**What you will do**
Tally the lines of these entries that include "blue"; respond with only that tally.

**Listed records**
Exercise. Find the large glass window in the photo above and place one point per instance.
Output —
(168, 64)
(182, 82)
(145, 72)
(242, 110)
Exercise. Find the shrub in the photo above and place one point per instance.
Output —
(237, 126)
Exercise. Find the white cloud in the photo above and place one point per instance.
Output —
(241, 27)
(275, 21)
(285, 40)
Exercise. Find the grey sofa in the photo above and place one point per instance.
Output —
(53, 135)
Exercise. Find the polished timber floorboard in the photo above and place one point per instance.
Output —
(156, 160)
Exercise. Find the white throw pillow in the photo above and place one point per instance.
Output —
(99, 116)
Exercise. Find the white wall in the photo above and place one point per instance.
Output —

--

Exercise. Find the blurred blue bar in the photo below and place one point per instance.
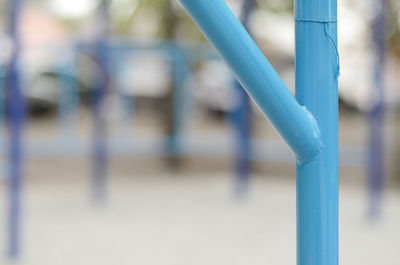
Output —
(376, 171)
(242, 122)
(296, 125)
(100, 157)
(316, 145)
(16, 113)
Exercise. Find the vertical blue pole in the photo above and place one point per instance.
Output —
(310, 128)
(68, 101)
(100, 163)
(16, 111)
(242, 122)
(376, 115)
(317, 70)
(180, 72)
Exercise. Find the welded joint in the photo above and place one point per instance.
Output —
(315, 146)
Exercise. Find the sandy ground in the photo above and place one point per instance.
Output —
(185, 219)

==

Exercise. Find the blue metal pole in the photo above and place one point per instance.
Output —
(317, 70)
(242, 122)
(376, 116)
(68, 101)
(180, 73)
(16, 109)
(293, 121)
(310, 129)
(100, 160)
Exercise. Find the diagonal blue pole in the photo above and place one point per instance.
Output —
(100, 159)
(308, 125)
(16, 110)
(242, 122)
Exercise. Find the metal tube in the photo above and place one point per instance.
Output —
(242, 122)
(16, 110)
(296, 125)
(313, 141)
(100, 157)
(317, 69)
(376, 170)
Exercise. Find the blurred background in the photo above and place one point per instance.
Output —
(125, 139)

**Answer section**
4